## INSTRUCTIONS FOR THE TASK:
Can you reproduce, word for word, the lines of the listing below that run from the line containing "the roof gable." through the line containing "x=691 y=219", with both of those lines included?

## DATA ENTRIES:
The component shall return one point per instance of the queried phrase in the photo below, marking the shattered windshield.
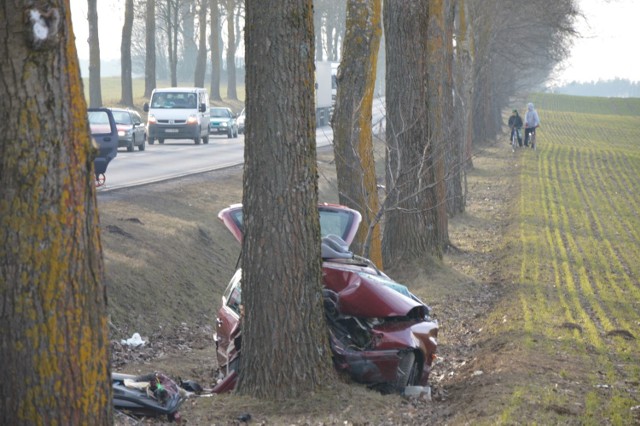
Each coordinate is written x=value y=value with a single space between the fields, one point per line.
x=332 y=221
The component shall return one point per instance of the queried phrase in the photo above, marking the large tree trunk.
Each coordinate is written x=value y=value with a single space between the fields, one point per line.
x=125 y=55
x=411 y=219
x=352 y=132
x=285 y=348
x=150 y=49
x=440 y=108
x=201 y=64
x=54 y=342
x=95 y=90
x=189 y=52
x=232 y=93
x=216 y=57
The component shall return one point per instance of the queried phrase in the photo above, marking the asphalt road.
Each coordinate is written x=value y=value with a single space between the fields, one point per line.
x=176 y=158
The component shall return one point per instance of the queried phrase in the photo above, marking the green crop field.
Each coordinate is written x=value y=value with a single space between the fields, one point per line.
x=577 y=262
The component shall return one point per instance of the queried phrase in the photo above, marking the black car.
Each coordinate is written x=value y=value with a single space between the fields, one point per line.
x=131 y=129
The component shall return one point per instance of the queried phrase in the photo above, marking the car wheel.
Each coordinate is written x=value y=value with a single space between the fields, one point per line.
x=407 y=371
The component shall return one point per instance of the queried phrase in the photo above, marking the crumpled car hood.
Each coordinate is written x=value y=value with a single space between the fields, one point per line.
x=366 y=295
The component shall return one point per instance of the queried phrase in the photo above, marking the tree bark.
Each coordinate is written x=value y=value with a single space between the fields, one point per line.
x=232 y=92
x=54 y=342
x=95 y=90
x=216 y=58
x=201 y=63
x=351 y=122
x=188 y=57
x=440 y=108
x=285 y=346
x=125 y=55
x=150 y=49
x=411 y=220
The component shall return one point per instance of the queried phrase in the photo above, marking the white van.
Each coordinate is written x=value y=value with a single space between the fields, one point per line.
x=178 y=113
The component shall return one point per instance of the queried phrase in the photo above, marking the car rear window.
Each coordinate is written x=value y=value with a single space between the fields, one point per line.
x=332 y=222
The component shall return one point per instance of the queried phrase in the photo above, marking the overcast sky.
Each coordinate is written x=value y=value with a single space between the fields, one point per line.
x=607 y=50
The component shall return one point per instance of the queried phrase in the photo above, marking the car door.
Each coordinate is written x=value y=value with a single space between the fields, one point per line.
x=228 y=321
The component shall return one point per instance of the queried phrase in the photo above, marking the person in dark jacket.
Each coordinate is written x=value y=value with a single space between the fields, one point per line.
x=515 y=124
x=531 y=123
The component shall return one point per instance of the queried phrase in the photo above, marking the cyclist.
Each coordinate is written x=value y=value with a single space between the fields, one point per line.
x=531 y=122
x=515 y=124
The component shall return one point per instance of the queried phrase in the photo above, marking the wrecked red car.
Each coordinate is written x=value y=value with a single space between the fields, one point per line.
x=380 y=333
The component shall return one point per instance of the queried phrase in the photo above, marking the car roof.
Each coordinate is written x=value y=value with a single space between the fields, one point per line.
x=335 y=219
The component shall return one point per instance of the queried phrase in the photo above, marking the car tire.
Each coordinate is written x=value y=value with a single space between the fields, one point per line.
x=407 y=371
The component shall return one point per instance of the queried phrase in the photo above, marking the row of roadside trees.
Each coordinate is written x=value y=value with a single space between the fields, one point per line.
x=451 y=66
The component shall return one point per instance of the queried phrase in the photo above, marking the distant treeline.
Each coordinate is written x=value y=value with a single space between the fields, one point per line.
x=618 y=88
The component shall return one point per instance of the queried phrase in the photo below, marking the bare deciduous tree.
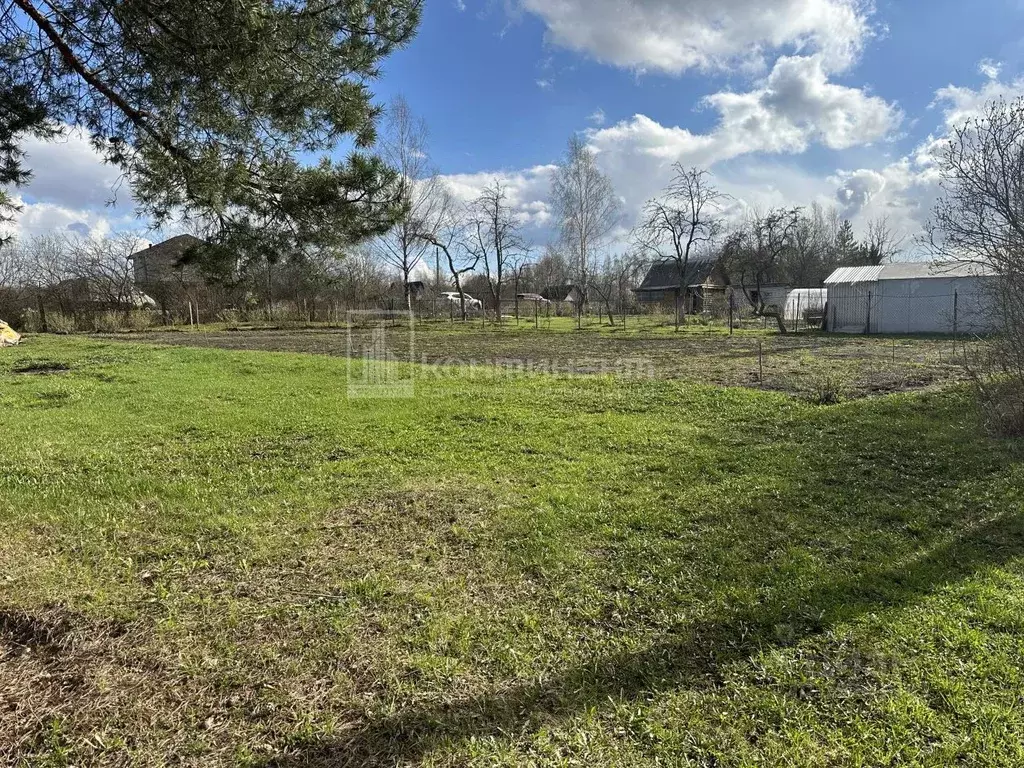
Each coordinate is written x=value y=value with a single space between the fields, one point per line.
x=588 y=211
x=682 y=221
x=883 y=244
x=403 y=146
x=979 y=220
x=451 y=236
x=756 y=253
x=495 y=238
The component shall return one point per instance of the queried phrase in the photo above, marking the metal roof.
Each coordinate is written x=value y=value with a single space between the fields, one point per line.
x=907 y=270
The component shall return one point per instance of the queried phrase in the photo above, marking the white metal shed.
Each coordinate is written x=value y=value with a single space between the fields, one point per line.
x=911 y=297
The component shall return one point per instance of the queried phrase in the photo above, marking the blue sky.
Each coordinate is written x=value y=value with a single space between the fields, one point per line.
x=785 y=101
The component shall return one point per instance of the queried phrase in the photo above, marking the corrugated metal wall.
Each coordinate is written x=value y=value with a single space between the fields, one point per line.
x=915 y=305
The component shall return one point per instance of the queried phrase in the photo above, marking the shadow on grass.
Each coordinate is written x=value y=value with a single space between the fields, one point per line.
x=695 y=656
x=690 y=659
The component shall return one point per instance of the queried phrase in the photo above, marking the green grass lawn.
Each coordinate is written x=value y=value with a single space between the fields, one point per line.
x=216 y=557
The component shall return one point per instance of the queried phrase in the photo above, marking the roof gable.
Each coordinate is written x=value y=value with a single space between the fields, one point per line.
x=664 y=275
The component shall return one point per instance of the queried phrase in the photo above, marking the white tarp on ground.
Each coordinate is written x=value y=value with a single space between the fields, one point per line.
x=911 y=297
x=8 y=336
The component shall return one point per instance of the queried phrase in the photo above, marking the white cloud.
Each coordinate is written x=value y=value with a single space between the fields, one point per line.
x=794 y=107
x=70 y=189
x=990 y=69
x=906 y=189
x=527 y=190
x=673 y=36
x=51 y=218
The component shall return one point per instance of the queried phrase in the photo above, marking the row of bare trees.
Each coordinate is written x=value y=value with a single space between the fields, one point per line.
x=691 y=219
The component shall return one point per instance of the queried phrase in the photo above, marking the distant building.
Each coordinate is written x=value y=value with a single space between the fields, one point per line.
x=162 y=266
x=912 y=297
x=701 y=280
x=568 y=292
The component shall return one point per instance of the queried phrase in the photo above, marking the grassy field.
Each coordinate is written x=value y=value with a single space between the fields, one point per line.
x=810 y=365
x=216 y=557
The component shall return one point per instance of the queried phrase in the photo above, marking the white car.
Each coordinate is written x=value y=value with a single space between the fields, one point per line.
x=453 y=296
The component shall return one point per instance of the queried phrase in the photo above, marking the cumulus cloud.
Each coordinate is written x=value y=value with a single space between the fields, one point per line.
x=794 y=107
x=69 y=172
x=674 y=36
x=51 y=218
x=791 y=109
x=71 y=190
x=857 y=188
x=527 y=190
x=990 y=69
x=906 y=188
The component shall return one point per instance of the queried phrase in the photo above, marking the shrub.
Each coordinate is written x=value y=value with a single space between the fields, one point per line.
x=58 y=323
x=1003 y=407
x=827 y=388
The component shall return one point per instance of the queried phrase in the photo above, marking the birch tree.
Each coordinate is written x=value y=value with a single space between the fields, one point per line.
x=587 y=209
x=684 y=220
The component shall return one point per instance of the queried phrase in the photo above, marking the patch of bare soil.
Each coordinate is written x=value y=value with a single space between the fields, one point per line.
x=795 y=364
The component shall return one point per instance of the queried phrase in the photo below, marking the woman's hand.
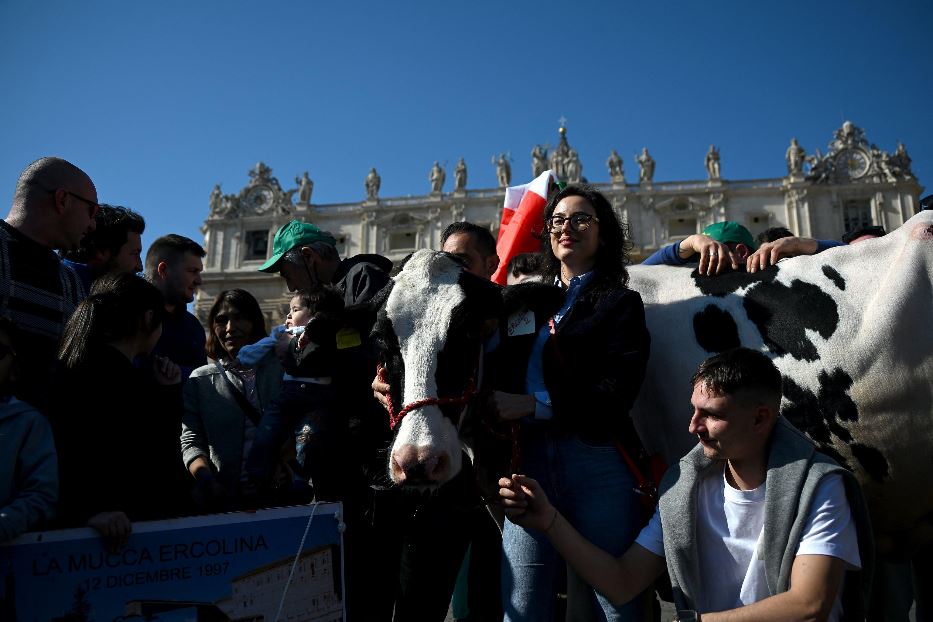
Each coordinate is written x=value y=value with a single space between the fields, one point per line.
x=165 y=371
x=511 y=406
x=714 y=256
x=114 y=528
x=525 y=502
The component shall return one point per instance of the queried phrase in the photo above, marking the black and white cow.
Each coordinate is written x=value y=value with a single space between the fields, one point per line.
x=430 y=334
x=849 y=329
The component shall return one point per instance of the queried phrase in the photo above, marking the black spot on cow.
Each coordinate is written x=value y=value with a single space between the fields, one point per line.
x=818 y=415
x=834 y=397
x=782 y=315
x=835 y=277
x=731 y=281
x=715 y=329
x=871 y=460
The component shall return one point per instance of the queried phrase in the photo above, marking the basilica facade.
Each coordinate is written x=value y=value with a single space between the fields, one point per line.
x=822 y=195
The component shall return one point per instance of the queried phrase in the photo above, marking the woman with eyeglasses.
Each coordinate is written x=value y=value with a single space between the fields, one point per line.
x=584 y=370
x=224 y=402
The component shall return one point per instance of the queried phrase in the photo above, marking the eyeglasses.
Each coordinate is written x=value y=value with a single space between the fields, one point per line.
x=93 y=208
x=580 y=221
x=6 y=350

## REPLY TO THE EXERCISE:
The component shall return one point per instance of the queried phrase in the photo above, marking the roof gable.
Each coordinate is written x=value y=value with a single space between the fields, one point per line.
x=664 y=275
The component shall return one point per instance of the queried phrase in the photo above, marking the white tarp on ground.
Each coordinate is written x=value y=value with a single space between the fields, one point per line.
x=911 y=297
x=8 y=336
The component shall return one point per instance of the queried phrase in the photo above, marking the white cloud.
Each coordinate is written x=value y=value with a single space between the fields, one point per line.
x=794 y=107
x=70 y=189
x=990 y=69
x=906 y=189
x=527 y=190
x=673 y=36
x=51 y=218
The component shall return one point per instance of the queried phrase in the photo above, marking the row of bare trees.
Each coordinate is written x=value y=value with a single space between the fields, one point per line.
x=691 y=219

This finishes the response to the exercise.